◆ **EXERCISE DESCRIPTION**
Copy the following lines word for word, without altering anything.

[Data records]
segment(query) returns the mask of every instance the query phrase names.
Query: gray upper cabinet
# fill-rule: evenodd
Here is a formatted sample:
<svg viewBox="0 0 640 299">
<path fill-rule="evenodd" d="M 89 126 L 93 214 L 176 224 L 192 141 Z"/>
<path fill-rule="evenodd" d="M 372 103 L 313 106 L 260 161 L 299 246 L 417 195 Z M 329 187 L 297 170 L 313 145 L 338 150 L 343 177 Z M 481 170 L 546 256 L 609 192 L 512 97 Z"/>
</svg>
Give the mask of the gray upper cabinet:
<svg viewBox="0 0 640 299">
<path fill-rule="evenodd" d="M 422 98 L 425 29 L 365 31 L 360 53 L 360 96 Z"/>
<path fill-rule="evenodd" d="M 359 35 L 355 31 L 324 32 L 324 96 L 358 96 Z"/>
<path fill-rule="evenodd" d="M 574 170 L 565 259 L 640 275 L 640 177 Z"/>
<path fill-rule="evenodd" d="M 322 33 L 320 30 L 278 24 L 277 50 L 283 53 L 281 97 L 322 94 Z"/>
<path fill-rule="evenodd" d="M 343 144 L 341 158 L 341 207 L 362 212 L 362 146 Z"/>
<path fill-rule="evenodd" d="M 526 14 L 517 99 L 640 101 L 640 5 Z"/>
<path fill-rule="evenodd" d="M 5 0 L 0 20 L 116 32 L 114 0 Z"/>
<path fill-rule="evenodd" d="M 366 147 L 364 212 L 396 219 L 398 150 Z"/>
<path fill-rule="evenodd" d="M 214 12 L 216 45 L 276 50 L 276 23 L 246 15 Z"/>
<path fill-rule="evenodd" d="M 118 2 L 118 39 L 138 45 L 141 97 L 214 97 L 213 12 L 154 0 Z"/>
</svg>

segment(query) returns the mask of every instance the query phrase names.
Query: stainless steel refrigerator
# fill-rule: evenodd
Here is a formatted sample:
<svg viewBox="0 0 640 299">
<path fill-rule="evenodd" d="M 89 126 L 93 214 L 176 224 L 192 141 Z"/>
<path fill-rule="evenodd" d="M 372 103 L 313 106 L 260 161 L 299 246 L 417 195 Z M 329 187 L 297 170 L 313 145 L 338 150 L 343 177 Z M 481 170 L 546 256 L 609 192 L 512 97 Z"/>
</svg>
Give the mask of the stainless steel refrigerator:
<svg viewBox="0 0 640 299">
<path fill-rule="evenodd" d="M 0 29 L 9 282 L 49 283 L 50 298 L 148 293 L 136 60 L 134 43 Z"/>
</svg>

◆ **THE SOLUTION**
segment(query) returns the mask of every instance the query phrase names.
Query: gray upper cabinet
# fill-rule: evenodd
Here is a formatted sample:
<svg viewBox="0 0 640 299">
<path fill-rule="evenodd" d="M 89 126 L 93 214 L 176 224 L 192 141 Z"/>
<path fill-rule="evenodd" d="M 372 103 L 313 106 L 260 161 L 299 246 L 417 195 Z M 329 187 L 297 170 L 313 145 L 338 150 L 343 177 Z M 481 170 L 546 256 L 609 192 L 512 97 Z"/>
</svg>
Give the mask of the gray upper cabinet:
<svg viewBox="0 0 640 299">
<path fill-rule="evenodd" d="M 422 98 L 425 29 L 365 31 L 360 53 L 360 96 Z"/>
<path fill-rule="evenodd" d="M 359 35 L 355 31 L 324 32 L 324 96 L 358 96 Z"/>
<path fill-rule="evenodd" d="M 574 170 L 565 259 L 640 275 L 640 177 Z"/>
<path fill-rule="evenodd" d="M 322 33 L 320 30 L 278 24 L 277 50 L 283 53 L 281 97 L 322 94 Z"/>
<path fill-rule="evenodd" d="M 343 144 L 341 158 L 341 207 L 362 212 L 362 146 Z"/>
<path fill-rule="evenodd" d="M 526 14 L 517 99 L 640 101 L 640 5 Z"/>
<path fill-rule="evenodd" d="M 5 0 L 0 20 L 116 32 L 114 0 Z"/>
<path fill-rule="evenodd" d="M 366 147 L 364 212 L 396 219 L 398 150 Z"/>
<path fill-rule="evenodd" d="M 214 12 L 216 45 L 276 50 L 276 23 L 246 15 Z"/>
<path fill-rule="evenodd" d="M 118 2 L 118 39 L 138 45 L 141 97 L 214 97 L 213 12 L 154 0 Z"/>
</svg>

segment(query) returns the mask of every instance the query phrase names.
Query: stainless steel refrigerator
# fill-rule: evenodd
Here is a formatted sample:
<svg viewBox="0 0 640 299">
<path fill-rule="evenodd" d="M 89 126 L 93 214 L 176 224 L 192 141 Z"/>
<path fill-rule="evenodd" d="M 372 103 L 313 106 L 260 161 L 299 246 L 417 195 Z M 329 187 L 297 170 L 313 145 L 338 150 L 343 177 Z M 481 170 L 546 256 L 609 192 L 512 97 Z"/>
</svg>
Give the mask of the stainless steel refrigerator:
<svg viewBox="0 0 640 299">
<path fill-rule="evenodd" d="M 0 29 L 9 282 L 49 283 L 50 298 L 148 293 L 136 60 L 134 43 Z"/>
</svg>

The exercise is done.